▶ [Exercise details]: Reproduce every line starting at the line containing "Detection task — does any blue" and ending at the line containing "[384, 168, 394, 177]", including the lines that carry no coordinates. In each bounding box coordinate within the answers, shift the value by adding 41.

— start Records for the task —

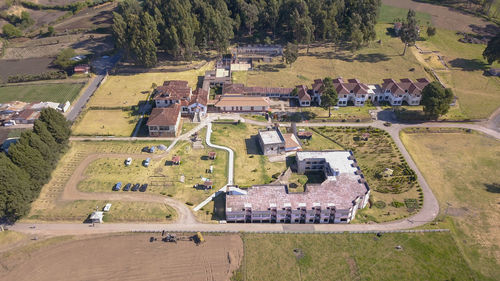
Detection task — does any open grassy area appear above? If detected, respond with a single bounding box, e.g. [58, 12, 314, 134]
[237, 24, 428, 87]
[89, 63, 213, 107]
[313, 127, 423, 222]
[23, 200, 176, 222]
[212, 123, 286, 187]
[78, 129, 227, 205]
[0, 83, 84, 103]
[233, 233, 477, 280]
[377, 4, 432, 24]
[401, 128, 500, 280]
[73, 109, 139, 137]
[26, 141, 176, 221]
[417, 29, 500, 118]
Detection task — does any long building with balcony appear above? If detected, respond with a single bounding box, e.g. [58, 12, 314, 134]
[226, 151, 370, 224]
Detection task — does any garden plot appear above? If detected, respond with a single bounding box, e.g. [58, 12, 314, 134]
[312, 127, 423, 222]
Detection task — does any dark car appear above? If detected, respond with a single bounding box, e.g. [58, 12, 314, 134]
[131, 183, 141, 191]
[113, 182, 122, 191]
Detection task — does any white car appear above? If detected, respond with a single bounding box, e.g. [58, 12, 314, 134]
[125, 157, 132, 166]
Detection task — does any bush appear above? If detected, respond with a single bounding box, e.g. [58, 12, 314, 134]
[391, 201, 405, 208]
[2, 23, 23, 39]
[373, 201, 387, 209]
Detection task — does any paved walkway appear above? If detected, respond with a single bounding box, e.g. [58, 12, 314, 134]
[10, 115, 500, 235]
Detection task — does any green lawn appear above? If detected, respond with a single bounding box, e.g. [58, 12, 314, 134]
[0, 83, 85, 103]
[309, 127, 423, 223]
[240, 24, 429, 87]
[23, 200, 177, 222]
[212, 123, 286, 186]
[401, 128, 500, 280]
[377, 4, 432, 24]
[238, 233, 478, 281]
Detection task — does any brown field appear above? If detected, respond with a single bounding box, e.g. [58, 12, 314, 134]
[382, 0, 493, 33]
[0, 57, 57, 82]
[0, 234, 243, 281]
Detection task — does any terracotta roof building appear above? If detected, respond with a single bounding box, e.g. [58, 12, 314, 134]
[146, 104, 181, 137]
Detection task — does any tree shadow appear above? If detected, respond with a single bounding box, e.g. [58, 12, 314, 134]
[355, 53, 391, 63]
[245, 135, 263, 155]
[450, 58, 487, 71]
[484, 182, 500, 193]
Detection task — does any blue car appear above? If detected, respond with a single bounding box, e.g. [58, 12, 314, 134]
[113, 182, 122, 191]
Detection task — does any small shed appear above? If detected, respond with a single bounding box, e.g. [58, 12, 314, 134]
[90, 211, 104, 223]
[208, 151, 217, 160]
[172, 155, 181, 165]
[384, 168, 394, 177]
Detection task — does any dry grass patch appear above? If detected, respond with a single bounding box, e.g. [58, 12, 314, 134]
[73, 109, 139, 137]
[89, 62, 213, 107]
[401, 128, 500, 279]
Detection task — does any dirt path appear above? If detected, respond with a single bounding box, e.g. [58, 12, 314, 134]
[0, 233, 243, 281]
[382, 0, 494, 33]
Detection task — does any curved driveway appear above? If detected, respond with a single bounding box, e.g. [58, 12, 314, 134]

— end Records for the task —

▶ [Complete response]:
Detection task — does any blue car appear above? If detected, respond with a single bounding box, e.g. [58, 12, 314, 134]
[154, 223, 163, 232]
Detection task — does any small shed appear above? If detected, respond with a single bounding box, e.g. [58, 12, 314, 134]
[131, 252, 145, 264]
[249, 192, 258, 201]
[213, 196, 222, 206]
[425, 209, 435, 218]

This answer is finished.